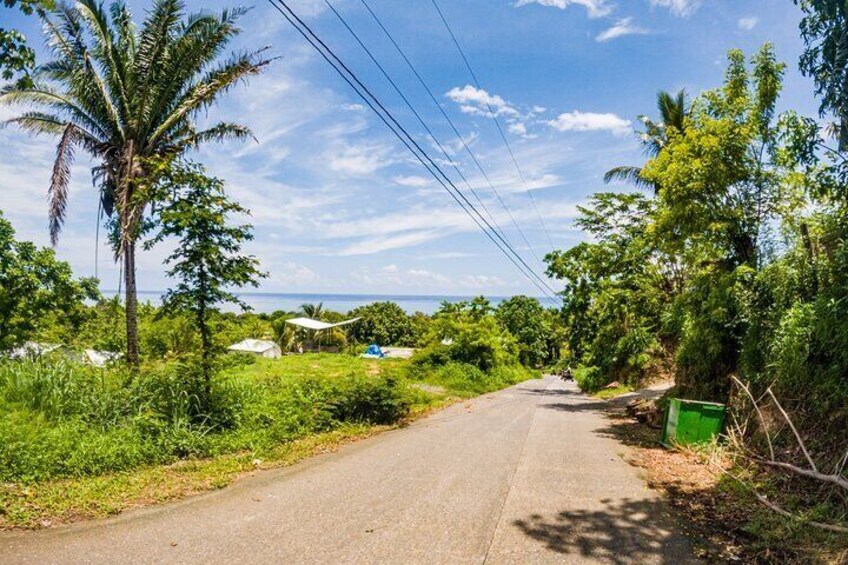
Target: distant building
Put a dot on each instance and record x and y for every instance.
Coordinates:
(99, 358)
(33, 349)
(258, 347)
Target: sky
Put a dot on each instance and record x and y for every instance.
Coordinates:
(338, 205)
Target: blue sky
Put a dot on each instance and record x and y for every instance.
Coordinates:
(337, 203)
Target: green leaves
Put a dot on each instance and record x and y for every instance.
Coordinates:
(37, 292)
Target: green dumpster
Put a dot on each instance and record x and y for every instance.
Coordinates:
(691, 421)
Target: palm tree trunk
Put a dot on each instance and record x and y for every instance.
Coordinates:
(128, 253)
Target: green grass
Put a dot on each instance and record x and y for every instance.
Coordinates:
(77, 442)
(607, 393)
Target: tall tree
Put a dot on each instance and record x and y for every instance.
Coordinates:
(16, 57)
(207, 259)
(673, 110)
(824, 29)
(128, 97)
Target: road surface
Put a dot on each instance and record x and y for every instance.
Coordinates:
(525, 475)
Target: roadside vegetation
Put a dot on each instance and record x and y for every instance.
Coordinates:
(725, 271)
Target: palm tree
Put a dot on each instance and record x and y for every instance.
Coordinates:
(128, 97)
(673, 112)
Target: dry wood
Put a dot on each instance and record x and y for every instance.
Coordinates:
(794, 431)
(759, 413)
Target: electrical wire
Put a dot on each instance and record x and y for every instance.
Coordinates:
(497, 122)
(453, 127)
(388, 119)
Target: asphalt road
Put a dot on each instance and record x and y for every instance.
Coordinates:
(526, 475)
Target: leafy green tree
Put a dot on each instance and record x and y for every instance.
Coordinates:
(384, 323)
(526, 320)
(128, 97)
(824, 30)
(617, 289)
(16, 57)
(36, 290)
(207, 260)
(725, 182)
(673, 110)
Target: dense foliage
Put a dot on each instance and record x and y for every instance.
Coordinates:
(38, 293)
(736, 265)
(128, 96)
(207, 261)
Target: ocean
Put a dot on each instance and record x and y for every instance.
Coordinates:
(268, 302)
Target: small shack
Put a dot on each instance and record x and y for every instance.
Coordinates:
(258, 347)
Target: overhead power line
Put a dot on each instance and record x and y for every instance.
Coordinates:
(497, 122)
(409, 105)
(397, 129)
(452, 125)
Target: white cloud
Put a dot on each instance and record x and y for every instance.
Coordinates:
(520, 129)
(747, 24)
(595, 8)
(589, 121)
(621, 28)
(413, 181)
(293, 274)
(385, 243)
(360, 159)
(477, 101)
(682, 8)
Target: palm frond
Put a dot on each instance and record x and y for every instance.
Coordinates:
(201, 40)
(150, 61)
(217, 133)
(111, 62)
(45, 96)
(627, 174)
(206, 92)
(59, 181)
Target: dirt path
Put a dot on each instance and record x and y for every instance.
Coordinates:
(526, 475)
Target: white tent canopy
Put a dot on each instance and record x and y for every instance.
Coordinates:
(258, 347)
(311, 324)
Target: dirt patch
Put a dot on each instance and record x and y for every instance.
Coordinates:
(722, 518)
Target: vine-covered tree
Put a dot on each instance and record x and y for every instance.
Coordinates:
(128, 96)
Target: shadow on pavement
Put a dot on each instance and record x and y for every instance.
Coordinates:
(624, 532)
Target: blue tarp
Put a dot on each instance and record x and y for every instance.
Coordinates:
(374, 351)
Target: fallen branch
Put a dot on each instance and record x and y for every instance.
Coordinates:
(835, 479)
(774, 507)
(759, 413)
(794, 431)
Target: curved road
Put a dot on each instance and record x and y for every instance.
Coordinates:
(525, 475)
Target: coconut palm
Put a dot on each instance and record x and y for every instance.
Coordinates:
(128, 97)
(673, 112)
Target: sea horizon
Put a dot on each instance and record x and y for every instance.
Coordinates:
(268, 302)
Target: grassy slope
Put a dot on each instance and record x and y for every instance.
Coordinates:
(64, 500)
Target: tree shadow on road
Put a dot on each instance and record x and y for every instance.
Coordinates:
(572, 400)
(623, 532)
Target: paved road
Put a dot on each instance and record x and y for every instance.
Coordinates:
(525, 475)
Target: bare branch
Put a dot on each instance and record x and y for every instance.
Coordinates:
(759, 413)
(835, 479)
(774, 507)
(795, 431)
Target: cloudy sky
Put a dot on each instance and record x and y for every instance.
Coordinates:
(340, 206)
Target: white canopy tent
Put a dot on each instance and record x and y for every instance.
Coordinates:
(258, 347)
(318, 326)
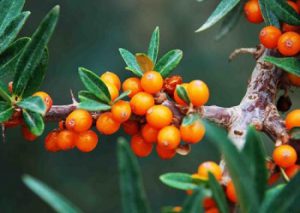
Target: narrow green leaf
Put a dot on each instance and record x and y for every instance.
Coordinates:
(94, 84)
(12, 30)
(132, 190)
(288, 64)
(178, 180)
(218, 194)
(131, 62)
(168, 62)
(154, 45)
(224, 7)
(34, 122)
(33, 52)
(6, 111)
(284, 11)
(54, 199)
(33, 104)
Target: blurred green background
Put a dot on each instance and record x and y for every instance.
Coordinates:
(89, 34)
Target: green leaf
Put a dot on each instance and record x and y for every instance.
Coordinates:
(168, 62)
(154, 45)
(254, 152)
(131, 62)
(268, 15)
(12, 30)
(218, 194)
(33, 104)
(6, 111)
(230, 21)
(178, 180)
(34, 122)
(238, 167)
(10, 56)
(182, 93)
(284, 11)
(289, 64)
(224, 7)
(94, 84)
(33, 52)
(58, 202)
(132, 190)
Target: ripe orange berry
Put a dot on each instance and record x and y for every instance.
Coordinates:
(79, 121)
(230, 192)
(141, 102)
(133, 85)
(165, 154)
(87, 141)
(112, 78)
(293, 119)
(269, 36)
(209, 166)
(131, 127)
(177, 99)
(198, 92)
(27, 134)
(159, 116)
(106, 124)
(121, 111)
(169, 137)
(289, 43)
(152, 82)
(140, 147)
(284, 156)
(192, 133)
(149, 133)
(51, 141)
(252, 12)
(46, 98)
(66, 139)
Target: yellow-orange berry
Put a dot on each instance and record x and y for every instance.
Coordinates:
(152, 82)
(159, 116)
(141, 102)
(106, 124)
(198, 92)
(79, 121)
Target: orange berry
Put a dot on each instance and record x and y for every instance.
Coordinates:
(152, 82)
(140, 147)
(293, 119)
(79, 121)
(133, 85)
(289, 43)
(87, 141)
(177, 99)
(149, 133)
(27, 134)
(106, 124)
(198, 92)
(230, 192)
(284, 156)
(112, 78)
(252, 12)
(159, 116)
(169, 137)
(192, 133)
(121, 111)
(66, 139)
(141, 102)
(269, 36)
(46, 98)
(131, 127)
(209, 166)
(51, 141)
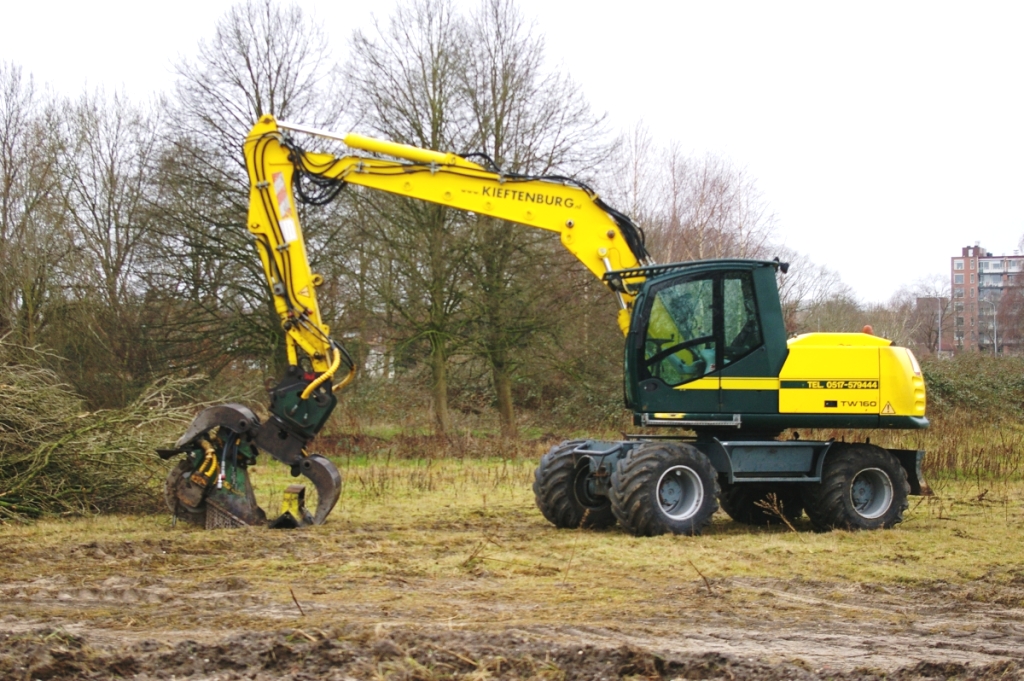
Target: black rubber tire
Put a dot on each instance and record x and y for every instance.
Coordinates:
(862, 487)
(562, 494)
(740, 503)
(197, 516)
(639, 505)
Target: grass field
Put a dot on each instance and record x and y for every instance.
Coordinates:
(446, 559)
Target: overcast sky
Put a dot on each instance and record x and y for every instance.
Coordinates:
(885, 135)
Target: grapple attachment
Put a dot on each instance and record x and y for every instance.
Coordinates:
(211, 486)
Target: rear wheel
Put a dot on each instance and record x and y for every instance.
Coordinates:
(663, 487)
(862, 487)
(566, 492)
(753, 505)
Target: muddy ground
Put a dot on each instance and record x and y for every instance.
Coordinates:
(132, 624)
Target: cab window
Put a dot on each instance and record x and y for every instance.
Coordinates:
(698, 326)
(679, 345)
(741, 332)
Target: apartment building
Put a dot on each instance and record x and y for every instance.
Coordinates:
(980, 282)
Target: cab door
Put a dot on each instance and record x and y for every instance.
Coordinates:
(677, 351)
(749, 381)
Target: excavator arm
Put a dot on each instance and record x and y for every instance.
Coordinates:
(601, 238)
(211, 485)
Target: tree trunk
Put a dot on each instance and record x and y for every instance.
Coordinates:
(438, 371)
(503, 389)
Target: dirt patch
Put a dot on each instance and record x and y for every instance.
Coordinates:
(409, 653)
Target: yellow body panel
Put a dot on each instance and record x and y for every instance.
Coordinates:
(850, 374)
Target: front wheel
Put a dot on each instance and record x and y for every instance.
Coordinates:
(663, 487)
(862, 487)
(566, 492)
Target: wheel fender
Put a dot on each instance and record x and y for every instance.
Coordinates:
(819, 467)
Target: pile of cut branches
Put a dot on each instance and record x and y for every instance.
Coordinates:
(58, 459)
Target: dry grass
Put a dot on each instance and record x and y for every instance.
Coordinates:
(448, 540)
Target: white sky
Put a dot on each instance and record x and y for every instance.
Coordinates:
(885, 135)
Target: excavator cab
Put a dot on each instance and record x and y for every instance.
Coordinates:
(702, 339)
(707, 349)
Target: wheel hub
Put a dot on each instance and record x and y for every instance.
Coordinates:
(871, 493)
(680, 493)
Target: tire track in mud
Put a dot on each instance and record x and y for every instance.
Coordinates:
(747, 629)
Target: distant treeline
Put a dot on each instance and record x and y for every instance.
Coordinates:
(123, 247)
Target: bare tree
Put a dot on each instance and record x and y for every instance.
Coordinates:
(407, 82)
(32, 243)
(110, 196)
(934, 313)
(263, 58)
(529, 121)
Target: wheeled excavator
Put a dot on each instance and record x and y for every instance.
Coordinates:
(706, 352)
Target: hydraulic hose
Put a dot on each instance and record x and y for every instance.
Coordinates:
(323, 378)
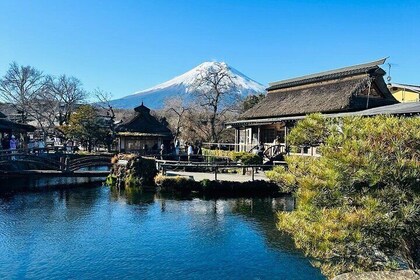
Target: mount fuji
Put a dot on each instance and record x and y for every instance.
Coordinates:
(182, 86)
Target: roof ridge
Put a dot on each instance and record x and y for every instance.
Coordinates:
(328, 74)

****************************************

Extract, word for word, each line from the one that contains "Target: wheel fender" through the final line of the data above. Leave the pictures out.

Target: wheel fender
Put a dot on each instance and record x and y for every instance.
Coordinates:
(819, 467)
Target: pile of cut branches
Put a dot on each instance and record x and y for every instance.
Coordinates:
(58, 459)
Target: dry grass
Put a dot on each instance and record x and y for every instance.
Coordinates:
(448, 540)
Target: white sky
Put a dot on each instance and record x and y for every instance.
Coordinates:
(885, 135)
Target: excavator cab
Put a dot on each instance and record x and y for every instance.
Coordinates:
(702, 339)
(707, 349)
Target: wheel hub
Put a dot on each instance and record x and y for every instance.
Coordinates:
(871, 493)
(680, 493)
Target: tire track in mud
Put a dot on each instance and record x and y for every instance.
Coordinates:
(747, 629)
Target: distant treeline
Put a dot on each instance and record x and y for every instance.
Coordinates:
(123, 247)
Target: bare tree
Put a dot on each instance and record x and y for every instance.
Coordinates:
(407, 82)
(32, 243)
(110, 196)
(934, 313)
(263, 58)
(529, 121)
Target: wheeled excavator
Put a dot on each instance and record x and y for every instance.
Coordinates:
(706, 352)
Target: hydraulic hose
Put a dot on each instance and record x and y for every instance.
Coordinates:
(323, 378)
Target: mount fuji
Put a dot on each instance and record x and y for every instance.
Coordinates:
(182, 86)
Target: roof ridge
Put a dot on each instance and record x and y for every instance.
Coordinates:
(328, 74)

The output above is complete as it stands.